▸ **Teks yang Diberikan**:
———

Selasa, 20 Desember 2011

"Bobroknya Birokrasi itu Memang ada"


Jakarta, Melayu Pos
Kebijakan Pemprov DKI Jakarta yang sementara tidak memberikan izin operasional terhadap pengelola minimarket ternyata diabaikan begitu saja oleh sebagian pengusaha. Di Jalan Kramat Jaya, Kecamatan Koja, Jakarta Utara misalnya, tepatnya di depan Islamic Center pembangunan sebuah Alfamidi yang telah berdiri gagah juga buka 24 jam. Tetapi anehnya, belum ada tanda-tanda bangunan itu akan ditindak sesuai ketentuan.

Menurut sumber media ini, setiap usaha minimarket selain harus memiliki IMB (Izin Mendirikan Bangunan) juga mesti memiliki SIUP (Surat Izin Usaha Perdagangan) dari Sudin Koperasi, UMKM dan Perdagangan, UUG (Undang-Undang Gangguan) dari Satpol PP serta izin lainnya.

———

▸ **Cuplikan Daftar**:

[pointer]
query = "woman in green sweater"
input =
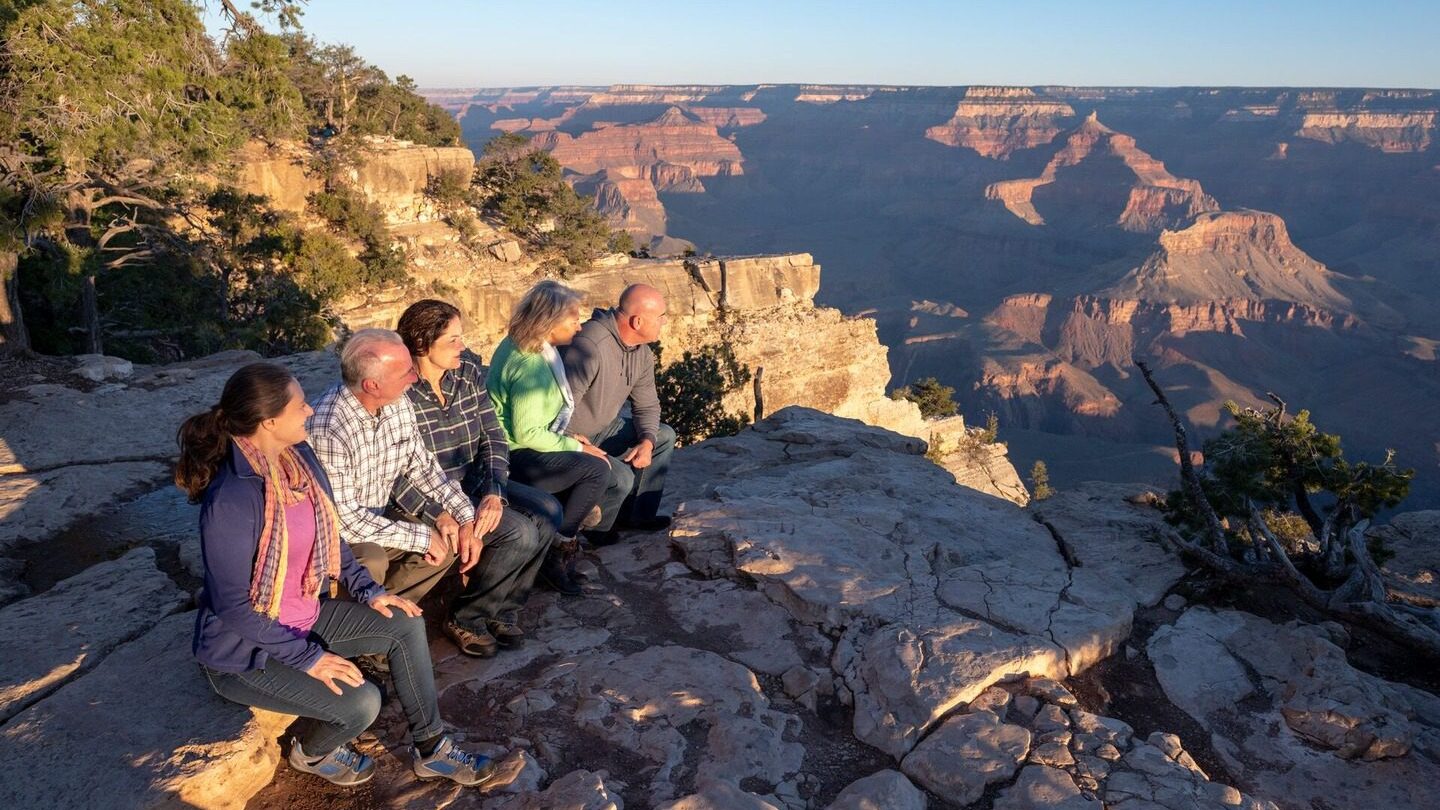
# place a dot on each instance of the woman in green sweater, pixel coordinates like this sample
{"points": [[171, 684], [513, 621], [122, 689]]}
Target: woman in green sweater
{"points": [[533, 401]]}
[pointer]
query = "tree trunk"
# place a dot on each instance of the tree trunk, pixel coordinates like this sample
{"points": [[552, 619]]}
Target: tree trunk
{"points": [[15, 339], [90, 312]]}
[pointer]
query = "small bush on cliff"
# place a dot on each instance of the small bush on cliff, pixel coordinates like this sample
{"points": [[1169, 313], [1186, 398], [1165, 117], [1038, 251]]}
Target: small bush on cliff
{"points": [[935, 399], [691, 391], [110, 111], [352, 216], [1295, 479], [1040, 487], [524, 188]]}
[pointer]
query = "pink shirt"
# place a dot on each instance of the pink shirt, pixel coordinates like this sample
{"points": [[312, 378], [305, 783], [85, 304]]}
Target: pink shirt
{"points": [[295, 611]]}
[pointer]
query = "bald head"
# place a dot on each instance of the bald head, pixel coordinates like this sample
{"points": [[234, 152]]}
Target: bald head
{"points": [[641, 299], [641, 314]]}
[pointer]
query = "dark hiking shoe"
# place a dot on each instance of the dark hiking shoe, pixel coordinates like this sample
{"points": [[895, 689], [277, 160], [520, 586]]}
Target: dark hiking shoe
{"points": [[506, 633], [477, 643], [450, 763], [343, 766]]}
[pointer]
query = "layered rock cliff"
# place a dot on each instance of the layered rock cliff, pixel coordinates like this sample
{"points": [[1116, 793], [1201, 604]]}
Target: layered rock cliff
{"points": [[1000, 121], [763, 307], [1154, 198]]}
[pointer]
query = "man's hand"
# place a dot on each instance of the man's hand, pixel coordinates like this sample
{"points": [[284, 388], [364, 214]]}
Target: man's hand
{"points": [[640, 456], [383, 603], [470, 545], [439, 546], [487, 515], [331, 668], [448, 528]]}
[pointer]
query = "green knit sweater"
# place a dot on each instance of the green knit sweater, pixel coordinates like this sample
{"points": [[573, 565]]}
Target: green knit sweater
{"points": [[527, 399]]}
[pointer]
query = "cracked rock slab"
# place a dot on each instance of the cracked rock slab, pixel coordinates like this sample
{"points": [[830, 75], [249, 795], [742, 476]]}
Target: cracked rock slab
{"points": [[671, 702], [910, 681], [1043, 787], [966, 754], [578, 790], [884, 790], [141, 730], [55, 637]]}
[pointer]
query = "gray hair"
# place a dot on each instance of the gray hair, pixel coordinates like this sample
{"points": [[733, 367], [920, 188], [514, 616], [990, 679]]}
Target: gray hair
{"points": [[543, 307], [360, 359]]}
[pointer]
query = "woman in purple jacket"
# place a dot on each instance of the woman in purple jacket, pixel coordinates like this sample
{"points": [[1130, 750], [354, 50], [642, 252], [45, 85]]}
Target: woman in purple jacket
{"points": [[270, 632]]}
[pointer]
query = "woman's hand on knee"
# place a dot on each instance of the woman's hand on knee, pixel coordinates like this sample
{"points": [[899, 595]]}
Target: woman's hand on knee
{"points": [[383, 603], [331, 668]]}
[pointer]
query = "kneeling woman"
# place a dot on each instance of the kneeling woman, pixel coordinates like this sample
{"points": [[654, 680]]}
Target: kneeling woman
{"points": [[533, 402], [270, 633]]}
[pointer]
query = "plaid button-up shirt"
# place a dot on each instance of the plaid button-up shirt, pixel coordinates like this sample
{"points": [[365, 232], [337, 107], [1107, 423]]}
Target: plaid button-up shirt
{"points": [[365, 456], [464, 434]]}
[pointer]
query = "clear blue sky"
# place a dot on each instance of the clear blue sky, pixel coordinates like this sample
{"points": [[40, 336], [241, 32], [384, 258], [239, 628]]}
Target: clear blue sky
{"points": [[930, 42]]}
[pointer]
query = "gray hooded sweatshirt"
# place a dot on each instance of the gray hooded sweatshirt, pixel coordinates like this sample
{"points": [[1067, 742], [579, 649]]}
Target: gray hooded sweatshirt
{"points": [[604, 374]]}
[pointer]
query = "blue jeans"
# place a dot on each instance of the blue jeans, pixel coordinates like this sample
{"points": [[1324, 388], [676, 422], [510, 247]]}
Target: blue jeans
{"points": [[344, 629], [575, 477], [632, 495]]}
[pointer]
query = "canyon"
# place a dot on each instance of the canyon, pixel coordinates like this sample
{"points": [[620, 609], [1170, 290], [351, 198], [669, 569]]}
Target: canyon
{"points": [[1247, 241]]}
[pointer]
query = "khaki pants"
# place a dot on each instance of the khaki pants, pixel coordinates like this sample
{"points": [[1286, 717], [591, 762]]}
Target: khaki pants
{"points": [[401, 572]]}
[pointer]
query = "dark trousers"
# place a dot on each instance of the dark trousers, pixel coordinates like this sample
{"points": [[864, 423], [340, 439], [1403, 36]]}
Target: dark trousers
{"points": [[344, 629], [494, 590], [575, 477], [632, 495]]}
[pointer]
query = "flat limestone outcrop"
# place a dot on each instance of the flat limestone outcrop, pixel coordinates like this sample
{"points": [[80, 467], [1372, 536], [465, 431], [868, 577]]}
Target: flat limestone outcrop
{"points": [[936, 591], [61, 634], [64, 457], [141, 730]]}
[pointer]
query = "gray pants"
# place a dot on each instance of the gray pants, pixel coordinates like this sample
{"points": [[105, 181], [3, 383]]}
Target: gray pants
{"points": [[349, 630], [494, 588]]}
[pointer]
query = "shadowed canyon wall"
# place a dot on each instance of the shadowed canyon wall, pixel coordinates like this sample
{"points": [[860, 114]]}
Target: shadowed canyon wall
{"points": [[1246, 241]]}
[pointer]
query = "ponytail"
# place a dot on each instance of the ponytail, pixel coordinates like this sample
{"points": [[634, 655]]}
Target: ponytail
{"points": [[203, 443], [254, 394]]}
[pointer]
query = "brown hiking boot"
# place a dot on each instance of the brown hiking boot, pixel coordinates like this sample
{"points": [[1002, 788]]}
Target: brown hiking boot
{"points": [[480, 644]]}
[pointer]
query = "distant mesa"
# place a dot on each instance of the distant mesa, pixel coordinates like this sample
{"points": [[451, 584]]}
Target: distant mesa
{"points": [[625, 166], [1230, 257], [1387, 131], [997, 121], [1155, 198]]}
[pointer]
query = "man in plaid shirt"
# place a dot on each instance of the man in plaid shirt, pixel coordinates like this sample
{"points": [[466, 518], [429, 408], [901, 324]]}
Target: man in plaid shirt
{"points": [[366, 435]]}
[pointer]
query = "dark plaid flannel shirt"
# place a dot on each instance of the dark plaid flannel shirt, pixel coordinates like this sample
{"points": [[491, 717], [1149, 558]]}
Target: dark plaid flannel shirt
{"points": [[464, 435]]}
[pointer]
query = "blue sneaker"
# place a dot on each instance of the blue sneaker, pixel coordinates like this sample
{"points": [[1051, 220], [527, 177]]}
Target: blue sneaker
{"points": [[343, 766], [454, 764]]}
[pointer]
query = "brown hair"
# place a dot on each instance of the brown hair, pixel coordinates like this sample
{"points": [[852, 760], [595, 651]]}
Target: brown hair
{"points": [[254, 394], [542, 309], [422, 325]]}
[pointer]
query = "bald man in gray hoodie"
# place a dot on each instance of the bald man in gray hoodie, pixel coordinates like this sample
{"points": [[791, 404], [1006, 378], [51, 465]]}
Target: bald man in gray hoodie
{"points": [[609, 363]]}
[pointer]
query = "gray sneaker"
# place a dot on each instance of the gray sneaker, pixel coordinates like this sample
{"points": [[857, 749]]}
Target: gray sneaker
{"points": [[343, 766], [454, 764]]}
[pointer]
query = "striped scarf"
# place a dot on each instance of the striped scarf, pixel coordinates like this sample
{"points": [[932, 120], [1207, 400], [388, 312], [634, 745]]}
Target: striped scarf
{"points": [[287, 486]]}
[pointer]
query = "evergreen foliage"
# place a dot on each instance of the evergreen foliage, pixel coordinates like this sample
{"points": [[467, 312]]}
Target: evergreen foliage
{"points": [[935, 399], [524, 188], [691, 394], [1293, 473], [1040, 487]]}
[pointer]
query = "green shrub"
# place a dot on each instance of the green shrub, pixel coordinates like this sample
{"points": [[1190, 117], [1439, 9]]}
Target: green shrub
{"points": [[935, 399], [691, 391]]}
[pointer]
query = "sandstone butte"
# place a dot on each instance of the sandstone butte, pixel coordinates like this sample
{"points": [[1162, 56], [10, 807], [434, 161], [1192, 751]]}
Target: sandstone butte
{"points": [[1000, 121], [1157, 199]]}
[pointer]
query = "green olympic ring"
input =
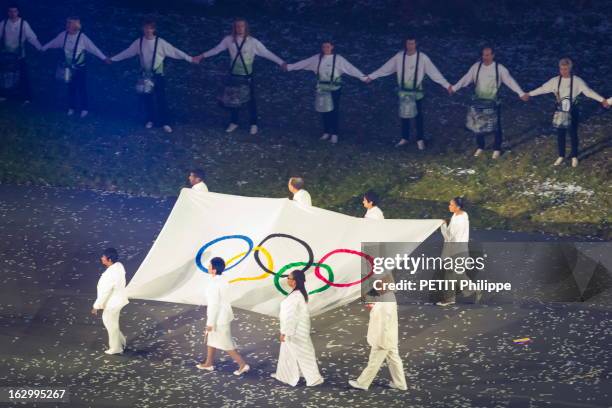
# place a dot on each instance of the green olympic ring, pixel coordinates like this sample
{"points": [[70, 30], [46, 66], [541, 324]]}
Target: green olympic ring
{"points": [[278, 274]]}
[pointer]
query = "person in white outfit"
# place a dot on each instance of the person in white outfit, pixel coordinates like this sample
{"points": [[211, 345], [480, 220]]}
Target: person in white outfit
{"points": [[152, 51], [566, 87], [14, 33], [297, 354], [370, 203], [456, 233], [219, 316], [329, 68], [488, 75], [242, 48], [75, 45], [383, 338], [411, 66], [196, 180], [296, 187], [111, 298]]}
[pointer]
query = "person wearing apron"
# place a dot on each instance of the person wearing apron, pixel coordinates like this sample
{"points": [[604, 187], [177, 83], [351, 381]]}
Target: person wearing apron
{"points": [[242, 48], [329, 68], [487, 75], [566, 87], [411, 65], [72, 70]]}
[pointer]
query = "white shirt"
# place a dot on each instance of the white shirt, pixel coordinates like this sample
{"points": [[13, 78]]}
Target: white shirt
{"points": [[426, 67], [11, 35], [458, 229], [374, 213], [218, 307], [85, 44], [111, 288], [580, 87], [325, 69], [164, 49], [201, 186], [303, 197], [486, 86], [252, 47]]}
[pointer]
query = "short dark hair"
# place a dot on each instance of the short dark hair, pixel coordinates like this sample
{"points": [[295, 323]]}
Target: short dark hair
{"points": [[218, 264], [198, 172], [297, 182], [111, 254], [460, 202], [372, 197]]}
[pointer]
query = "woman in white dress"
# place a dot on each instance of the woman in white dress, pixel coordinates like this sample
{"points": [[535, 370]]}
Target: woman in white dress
{"points": [[219, 316], [297, 354], [456, 233]]}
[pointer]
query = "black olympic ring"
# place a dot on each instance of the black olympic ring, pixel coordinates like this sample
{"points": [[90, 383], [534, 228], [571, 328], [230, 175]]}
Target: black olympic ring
{"points": [[304, 244]]}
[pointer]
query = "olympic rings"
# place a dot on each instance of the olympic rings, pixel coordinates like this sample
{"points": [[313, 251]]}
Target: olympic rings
{"points": [[262, 276], [246, 239], [347, 251], [278, 274], [299, 241]]}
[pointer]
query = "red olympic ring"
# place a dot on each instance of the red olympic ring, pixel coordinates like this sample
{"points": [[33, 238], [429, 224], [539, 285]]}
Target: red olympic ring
{"points": [[346, 251]]}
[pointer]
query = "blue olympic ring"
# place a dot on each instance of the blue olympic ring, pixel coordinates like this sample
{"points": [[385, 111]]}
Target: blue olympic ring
{"points": [[223, 238]]}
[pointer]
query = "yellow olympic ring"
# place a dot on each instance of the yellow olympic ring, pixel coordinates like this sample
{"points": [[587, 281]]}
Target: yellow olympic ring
{"points": [[269, 259]]}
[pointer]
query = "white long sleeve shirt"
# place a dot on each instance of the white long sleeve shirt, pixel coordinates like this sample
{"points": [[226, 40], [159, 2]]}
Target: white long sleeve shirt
{"points": [[458, 229], [218, 307], [325, 68], [252, 47], [374, 213], [580, 87], [11, 35], [111, 288], [486, 87], [426, 67], [303, 197], [85, 45], [164, 49], [382, 328]]}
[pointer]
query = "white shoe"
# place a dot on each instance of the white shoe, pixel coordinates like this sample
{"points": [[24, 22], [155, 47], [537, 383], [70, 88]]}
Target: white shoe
{"points": [[355, 384], [397, 387], [242, 370], [401, 143], [201, 366], [318, 382]]}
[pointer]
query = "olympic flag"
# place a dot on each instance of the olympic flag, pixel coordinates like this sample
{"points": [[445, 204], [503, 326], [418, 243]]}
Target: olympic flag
{"points": [[262, 240]]}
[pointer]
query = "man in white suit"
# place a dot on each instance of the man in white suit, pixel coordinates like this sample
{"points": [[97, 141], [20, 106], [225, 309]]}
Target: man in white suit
{"points": [[112, 297], [383, 338]]}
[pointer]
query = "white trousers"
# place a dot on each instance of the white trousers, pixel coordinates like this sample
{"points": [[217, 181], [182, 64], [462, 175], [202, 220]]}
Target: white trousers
{"points": [[116, 339], [377, 357]]}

———

▸ **Yang Harus Dikerjakan**:
Ganti "Alfamidi" dengan "Indomaret", lalu tulis ulang bagian teks tentang izin minimarket yang diawali kata-kata berisi "Selasa, 20 Desember" dan diakhiri "serta izin lainnya.". Daftar di atas tidak berperan apa pun di sini.

▸ **Jawaban Tertulis**:
Selasa, 20 Desember 2011

"Bobroknya Birokrasi itu Memang ada"


Jakarta, Melayu Pos
Kebijakan Pemprov DKI Jakarta yang sementara tidak memberikan izin operasional terhadap pengelola minimarket ternyata diabaikan begitu saja oleh sebagian pengusaha. Di Jalan Kramat Jaya, Kecamatan Koja, Jakarta Utara misalnya, tepatnya di depan Islamic Center pembangunan sebuah Indomaret yang telah berdiri gagah juga buka 24 jam. Tetapi anehnya, belum ada tanda-tanda bangunan itu akan ditindak sesuai ketentuan.

Menurut sumber media ini, setiap usaha minimarket selain harus memiliki IMB (Izin Mendirikan Bangunan) juga mesti memiliki SIUP (Surat Izin Usaha Perdagangan) dari Sudin Koperasi, UMKM dan Perdagangan, UUG (Undang-Undang Gangguan) dari Satpol PP serta izin lainnya.